=== Exercise task 1 ===
In the forum thread below, what price per gallon of gas does HalfSmoked mention?

# Tuesday Already ?



## sawhorseray (Jul 19, 2022)

There I was sitting at the bar staring at my drink when a large, trouble-making biker steps up next to me, grabs my drink and gulps it down in one swig.

“Well, whatcha' gonna do about it?" he says, menacingly, as I burst into tears.

"Come on, man," the biker says, "I didn't think you'd CRY. I can't stand to see a man crying."

"This is the worst day of my life," I say.

"I'm a complete failure. I was late to a meeting and my boss fired me.

When I went to the parking lot, I found my car had been stolen and I don't have any insurance.

I left my wallet in the cab I took home. I found my wife with another man... and then my dog bit me."

"So I came to this bar to work up the courage to put an end to it all, I buy a drink,

I drop a capsule in and sit here watching the poison dissolve;

and then you show up and drink the whole damn thing!

"But, Hell, enough about me, how are you doing?


----------



## tbern (Jul 19, 2022)

LOL,Enjoyed them!!


----------



## Winterrider (Jul 19, 2022)

Those are great Ray. . .


----------



## GaryHibbert (Jul 19, 2022)

Really good batch today, Ray.
The list of things mother said, I've heard my folks say every one of them except for Time Travel.  Dad never bothered with the warning.
And yes, I too clearly remember the taste of that wooden spoon.
Gary


----------



## GonnaSmoke (Jul 19, 2022)

Yes Ray, thankfully it's Tuesday...


----------



## 912smoker (Jul 19, 2022)

All great RAY and thanks for the 

Keith


----------



## bigfurmn (Jul 19, 2022)

Always look forward to these.


----------



## MJB05615 (Jul 20, 2022)

Good ones Ray.  The first one if hilarious.  Thanks for brightening an otherwise mediocre day.


----------



## Cabo (Jul 20, 2022)

Ah, the wooden ice cream spoon...


----------



## yankee2bbq (Jul 20, 2022)

thank you!


----------



## gmc2003 (Jul 20, 2022)

Still good on Weds. Ray

Chris


----------



## Colin1230 (Jul 20, 2022)

The car driving dog.  LMAO


----------



## sawhorseray (Jul 20, 2022)

Colin1230 said:


> The car driving dog.  LMAO


Winner winner, chicken dinner! That was my favorite one! RAY


----------



## HalfSmoked (Jul 20, 2022)

All good for a laugh


----------



## HalfSmoked (Jul 20, 2022)

I'm sure this gas thing just about has the best of us all. Now everyone is excited about $4.25 a gallon a month ago we were totally upset about it.

Warren


----------



## HalfSmoked (Jul 20, 2022)

I have this gas thing beat I went to the dealership test drove 3 cars and got all my errands done.

Warren


----------



## JLeonard (Jul 20, 2022)

Took me a Long time to realize that the ice cream wasn’t supposed to taste like wood!
Jim


----------

=== Exercise task 2 ===
Show every line of the entries that contains the string "pocket".

[Extracted entries]
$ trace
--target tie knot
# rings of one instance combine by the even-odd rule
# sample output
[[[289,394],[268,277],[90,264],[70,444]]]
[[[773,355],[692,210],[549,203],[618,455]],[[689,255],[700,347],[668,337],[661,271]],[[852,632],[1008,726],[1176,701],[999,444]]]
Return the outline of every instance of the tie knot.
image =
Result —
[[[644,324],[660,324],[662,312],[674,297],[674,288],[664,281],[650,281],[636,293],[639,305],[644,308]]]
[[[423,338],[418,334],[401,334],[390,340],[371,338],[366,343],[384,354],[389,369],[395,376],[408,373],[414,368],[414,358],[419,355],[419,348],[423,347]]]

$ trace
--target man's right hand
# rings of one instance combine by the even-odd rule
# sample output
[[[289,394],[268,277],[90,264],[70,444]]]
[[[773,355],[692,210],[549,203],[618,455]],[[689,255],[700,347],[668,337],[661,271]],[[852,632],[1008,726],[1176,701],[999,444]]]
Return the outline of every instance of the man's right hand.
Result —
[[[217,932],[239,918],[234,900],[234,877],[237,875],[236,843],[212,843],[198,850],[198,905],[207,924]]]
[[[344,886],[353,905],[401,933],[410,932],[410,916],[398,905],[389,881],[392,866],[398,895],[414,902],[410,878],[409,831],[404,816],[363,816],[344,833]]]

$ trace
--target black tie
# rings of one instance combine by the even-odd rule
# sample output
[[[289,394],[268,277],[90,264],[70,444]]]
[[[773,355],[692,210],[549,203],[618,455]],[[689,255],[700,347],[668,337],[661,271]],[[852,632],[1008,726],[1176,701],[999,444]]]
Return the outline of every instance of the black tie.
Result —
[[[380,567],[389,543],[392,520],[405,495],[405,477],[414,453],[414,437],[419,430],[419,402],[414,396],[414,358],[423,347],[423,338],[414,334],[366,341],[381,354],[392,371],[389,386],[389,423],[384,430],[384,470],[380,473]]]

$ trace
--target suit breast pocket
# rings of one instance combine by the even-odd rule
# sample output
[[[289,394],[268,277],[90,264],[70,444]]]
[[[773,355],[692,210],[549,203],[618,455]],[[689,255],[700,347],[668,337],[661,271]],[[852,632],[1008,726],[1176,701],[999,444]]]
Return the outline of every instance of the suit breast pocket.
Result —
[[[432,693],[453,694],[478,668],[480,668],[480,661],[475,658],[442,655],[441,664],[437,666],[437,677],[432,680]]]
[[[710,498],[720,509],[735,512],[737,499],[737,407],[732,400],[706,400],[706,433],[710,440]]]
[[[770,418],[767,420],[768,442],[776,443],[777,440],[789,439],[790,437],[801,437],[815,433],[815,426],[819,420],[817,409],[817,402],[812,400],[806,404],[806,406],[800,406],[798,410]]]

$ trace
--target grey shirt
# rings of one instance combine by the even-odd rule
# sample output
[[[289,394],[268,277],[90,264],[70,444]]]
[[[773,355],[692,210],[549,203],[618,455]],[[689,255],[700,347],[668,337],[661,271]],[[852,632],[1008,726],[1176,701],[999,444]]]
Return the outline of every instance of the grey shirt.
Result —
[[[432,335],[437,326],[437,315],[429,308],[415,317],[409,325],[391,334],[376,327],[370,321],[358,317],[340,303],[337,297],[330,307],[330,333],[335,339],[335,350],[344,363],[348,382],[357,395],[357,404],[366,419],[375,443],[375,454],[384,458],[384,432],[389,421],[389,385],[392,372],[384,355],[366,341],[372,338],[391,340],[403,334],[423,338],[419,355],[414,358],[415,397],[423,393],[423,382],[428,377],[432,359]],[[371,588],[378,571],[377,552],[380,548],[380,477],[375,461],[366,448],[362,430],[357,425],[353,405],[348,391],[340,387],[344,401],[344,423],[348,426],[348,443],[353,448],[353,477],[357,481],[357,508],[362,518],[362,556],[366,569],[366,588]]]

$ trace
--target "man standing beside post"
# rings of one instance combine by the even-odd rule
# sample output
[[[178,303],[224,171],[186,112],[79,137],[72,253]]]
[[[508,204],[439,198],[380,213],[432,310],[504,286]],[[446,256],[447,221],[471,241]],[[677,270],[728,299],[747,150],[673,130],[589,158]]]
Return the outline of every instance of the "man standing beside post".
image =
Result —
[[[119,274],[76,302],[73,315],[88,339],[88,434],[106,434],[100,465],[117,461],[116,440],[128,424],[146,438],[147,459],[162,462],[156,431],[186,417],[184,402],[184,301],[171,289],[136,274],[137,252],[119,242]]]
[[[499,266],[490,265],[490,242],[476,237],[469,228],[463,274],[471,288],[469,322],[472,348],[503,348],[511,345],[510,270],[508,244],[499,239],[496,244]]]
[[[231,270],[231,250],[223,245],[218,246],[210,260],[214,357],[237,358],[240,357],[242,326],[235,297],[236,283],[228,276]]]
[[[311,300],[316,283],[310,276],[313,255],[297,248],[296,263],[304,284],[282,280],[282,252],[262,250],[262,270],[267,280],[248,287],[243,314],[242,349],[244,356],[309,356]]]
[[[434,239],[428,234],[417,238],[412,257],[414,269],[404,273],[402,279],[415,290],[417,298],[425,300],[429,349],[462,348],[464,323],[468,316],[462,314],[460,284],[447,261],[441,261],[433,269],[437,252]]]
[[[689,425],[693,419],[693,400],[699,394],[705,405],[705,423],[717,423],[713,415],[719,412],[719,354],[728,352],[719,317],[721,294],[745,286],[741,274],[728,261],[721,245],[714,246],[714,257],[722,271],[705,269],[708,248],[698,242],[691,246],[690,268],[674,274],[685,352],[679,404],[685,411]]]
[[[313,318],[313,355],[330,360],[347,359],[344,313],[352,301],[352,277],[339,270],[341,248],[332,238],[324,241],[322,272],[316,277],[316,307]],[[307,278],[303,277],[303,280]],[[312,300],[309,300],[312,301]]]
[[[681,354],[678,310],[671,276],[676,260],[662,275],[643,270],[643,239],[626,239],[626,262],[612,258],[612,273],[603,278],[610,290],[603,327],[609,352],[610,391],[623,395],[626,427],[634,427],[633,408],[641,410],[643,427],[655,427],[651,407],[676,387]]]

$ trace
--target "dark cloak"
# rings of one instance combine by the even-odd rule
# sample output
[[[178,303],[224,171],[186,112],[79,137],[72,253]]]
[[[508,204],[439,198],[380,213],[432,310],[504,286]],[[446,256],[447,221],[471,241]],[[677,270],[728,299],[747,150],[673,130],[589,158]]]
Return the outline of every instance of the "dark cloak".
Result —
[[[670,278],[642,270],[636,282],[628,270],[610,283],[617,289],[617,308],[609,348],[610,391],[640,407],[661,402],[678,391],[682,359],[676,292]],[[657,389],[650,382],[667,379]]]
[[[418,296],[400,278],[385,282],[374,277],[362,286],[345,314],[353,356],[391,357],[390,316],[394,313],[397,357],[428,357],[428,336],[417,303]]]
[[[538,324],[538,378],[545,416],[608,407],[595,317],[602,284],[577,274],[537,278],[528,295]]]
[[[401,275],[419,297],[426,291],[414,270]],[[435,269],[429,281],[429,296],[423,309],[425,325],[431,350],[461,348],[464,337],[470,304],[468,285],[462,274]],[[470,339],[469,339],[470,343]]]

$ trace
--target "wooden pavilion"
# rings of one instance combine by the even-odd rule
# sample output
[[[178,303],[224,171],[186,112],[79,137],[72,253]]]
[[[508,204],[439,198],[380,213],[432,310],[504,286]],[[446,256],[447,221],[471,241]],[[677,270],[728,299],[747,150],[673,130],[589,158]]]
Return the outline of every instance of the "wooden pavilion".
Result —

=== Final answer 1 ===
$4.25 a gallon.

=== Final answer 2 ===
--target suit breast pocket
Return the outline of every instance of the suit breast pocket.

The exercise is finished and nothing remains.